### Activity
Please find every line below that contains the string "http" and copy each one.

-- Exercise materials follows --

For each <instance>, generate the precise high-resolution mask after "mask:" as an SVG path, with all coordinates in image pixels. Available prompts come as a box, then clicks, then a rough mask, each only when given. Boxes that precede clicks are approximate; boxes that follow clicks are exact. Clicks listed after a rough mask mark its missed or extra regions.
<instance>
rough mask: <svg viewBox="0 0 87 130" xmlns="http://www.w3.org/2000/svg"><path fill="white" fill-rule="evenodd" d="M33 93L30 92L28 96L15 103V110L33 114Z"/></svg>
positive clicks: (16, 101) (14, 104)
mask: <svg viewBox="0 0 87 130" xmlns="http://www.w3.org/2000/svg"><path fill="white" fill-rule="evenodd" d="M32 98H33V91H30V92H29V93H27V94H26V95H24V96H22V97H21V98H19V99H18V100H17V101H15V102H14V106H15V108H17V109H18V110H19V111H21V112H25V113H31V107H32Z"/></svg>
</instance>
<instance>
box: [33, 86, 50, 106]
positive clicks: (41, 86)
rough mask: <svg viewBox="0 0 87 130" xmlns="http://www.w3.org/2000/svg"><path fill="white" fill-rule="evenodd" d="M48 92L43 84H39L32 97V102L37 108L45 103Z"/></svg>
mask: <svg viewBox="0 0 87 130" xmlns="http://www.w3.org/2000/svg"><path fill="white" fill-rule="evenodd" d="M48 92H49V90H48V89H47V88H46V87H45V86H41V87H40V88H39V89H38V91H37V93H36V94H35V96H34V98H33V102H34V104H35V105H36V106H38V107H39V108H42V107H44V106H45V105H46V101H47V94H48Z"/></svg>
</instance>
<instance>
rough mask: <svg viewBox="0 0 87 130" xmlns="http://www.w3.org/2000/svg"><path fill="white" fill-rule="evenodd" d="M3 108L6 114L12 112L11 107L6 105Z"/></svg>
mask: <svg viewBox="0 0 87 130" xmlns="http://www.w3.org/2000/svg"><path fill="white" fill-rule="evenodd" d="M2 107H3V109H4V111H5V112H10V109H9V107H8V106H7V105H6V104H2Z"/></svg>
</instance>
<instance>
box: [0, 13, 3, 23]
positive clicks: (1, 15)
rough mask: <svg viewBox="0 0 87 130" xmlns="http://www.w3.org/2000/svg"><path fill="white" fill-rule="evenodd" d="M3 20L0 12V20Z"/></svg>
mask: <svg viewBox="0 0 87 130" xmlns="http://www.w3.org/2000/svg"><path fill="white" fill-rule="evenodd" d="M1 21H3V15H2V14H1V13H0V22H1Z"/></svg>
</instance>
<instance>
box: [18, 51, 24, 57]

-- Exercise materials concluded --

### Task output
rough mask: <svg viewBox="0 0 87 130" xmlns="http://www.w3.org/2000/svg"><path fill="white" fill-rule="evenodd" d="M33 93L30 92L28 96L15 103V110L33 114Z"/></svg>
mask: <svg viewBox="0 0 87 130" xmlns="http://www.w3.org/2000/svg"><path fill="white" fill-rule="evenodd" d="M32 98H33V91H30V92H29V93H27V94H26V95H24V96H22V97H21V98H19V99H18V100H17V101H15V102H14V106H15V108H17V109H18V110H19V111H21V112H25V113H31V107H32Z"/></svg>
rough mask: <svg viewBox="0 0 87 130" xmlns="http://www.w3.org/2000/svg"><path fill="white" fill-rule="evenodd" d="M48 92L43 84H39L32 97V102L37 108L45 103Z"/></svg>
mask: <svg viewBox="0 0 87 130" xmlns="http://www.w3.org/2000/svg"><path fill="white" fill-rule="evenodd" d="M48 92H49V90H48V89H47V88H46V87H45V86H41V87H40V88H39V89H38V91H37V93H36V94H35V96H34V98H33V102H34V104H35V105H36V106H38V107H39V108H42V107H44V106H45V105H46V101H47V94H48Z"/></svg>
rough mask: <svg viewBox="0 0 87 130" xmlns="http://www.w3.org/2000/svg"><path fill="white" fill-rule="evenodd" d="M3 108L6 114L12 112L11 107L6 105Z"/></svg>
mask: <svg viewBox="0 0 87 130" xmlns="http://www.w3.org/2000/svg"><path fill="white" fill-rule="evenodd" d="M2 107H3V109H4V111H5V112H10V109H9V107H8V106H7V105H6V104H2Z"/></svg>
rough mask: <svg viewBox="0 0 87 130" xmlns="http://www.w3.org/2000/svg"><path fill="white" fill-rule="evenodd" d="M3 20L0 12V20Z"/></svg>
mask: <svg viewBox="0 0 87 130" xmlns="http://www.w3.org/2000/svg"><path fill="white" fill-rule="evenodd" d="M1 21H3V15H2V14H1V13H0V22H1Z"/></svg>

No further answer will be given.